## THE TASK
Reproduce the following entries verbatim, each one complete.

*** Opening INFORMATION SHOWN ***

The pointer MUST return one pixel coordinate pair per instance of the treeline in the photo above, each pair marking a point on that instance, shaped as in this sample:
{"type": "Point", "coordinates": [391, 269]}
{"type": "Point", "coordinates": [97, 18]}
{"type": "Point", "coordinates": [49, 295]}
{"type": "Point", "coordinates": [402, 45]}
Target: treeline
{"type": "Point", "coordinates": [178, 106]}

*** Closing INFORMATION SHOWN ***

## TASK RESPONSE
The pointer MUST return one pixel coordinate pair per instance of the treeline in the photo above, each pair marking a point on that instance, shaped as in this sample:
{"type": "Point", "coordinates": [391, 269]}
{"type": "Point", "coordinates": [97, 18]}
{"type": "Point", "coordinates": [49, 295]}
{"type": "Point", "coordinates": [402, 45]}
Target: treeline
{"type": "Point", "coordinates": [178, 106]}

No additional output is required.